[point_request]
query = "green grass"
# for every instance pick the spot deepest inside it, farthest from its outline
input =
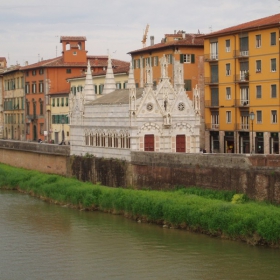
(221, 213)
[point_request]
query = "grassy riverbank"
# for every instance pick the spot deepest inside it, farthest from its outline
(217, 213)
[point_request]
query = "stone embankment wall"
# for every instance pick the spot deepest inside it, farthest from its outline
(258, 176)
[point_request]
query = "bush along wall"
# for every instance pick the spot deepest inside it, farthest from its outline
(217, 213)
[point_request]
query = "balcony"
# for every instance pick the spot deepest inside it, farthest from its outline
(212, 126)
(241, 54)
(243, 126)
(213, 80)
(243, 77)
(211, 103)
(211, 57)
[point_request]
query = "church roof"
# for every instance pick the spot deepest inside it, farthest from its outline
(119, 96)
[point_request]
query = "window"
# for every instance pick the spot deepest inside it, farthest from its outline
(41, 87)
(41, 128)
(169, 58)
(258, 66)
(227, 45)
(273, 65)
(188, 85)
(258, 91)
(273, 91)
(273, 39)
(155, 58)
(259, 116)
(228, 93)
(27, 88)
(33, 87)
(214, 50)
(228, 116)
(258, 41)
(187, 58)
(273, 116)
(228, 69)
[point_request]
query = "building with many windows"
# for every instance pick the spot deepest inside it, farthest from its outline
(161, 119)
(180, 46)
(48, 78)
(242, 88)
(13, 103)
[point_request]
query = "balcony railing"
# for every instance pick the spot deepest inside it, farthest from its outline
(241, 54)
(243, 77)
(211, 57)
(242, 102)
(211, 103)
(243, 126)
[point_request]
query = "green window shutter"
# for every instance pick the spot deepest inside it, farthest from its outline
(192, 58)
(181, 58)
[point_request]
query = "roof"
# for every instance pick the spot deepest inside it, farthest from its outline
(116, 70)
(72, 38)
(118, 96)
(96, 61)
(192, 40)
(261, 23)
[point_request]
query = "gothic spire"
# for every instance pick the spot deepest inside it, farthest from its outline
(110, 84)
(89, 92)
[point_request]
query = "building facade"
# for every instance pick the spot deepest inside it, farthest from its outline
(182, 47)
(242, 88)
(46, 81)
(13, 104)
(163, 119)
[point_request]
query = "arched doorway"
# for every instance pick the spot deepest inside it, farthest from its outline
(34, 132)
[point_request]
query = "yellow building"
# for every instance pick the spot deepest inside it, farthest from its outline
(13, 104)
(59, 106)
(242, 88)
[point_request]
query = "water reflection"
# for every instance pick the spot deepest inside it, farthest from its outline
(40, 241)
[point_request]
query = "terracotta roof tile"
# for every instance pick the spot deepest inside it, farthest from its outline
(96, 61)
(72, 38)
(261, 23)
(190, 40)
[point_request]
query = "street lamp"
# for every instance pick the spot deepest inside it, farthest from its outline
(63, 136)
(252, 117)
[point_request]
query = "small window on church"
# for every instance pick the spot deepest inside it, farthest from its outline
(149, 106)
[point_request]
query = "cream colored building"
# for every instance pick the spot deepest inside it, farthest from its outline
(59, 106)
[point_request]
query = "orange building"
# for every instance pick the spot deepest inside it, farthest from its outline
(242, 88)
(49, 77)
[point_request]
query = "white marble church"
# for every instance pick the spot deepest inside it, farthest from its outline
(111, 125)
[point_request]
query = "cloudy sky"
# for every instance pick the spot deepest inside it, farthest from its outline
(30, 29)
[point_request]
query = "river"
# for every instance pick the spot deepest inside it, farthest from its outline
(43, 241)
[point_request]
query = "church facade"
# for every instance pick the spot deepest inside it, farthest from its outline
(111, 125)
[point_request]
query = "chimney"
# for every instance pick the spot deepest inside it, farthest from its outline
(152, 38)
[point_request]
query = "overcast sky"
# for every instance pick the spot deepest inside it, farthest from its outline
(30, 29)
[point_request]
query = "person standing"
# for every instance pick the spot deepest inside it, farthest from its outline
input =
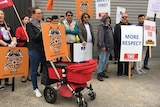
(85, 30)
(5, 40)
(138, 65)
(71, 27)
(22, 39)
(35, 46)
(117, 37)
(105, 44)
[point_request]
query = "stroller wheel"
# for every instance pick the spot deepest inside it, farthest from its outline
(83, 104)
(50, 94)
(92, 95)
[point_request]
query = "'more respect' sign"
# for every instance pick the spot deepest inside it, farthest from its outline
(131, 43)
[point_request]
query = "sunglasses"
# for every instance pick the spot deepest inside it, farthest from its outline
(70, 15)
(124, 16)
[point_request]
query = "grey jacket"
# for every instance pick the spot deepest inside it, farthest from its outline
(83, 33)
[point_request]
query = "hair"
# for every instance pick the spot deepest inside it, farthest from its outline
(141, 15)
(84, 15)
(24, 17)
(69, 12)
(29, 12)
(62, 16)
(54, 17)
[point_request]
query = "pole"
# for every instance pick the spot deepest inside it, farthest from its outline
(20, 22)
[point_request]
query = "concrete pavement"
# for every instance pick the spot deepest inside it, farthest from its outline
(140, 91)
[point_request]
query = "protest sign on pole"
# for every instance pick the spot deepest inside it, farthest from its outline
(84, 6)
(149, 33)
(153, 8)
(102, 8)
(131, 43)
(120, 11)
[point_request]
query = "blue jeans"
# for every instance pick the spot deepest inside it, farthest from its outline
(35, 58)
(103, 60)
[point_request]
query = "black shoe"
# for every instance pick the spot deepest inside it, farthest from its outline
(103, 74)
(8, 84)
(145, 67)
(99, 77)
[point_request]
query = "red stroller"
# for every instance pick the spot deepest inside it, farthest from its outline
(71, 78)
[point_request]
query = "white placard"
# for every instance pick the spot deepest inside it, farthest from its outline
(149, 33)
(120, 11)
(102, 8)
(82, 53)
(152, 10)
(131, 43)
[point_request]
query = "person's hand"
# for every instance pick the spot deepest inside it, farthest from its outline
_ _ _ _
» Work request:
The string "wall" may occur in the listing; show every line where it does.

» Your response:
query = "stone embankment wall"
query = "bush along wall"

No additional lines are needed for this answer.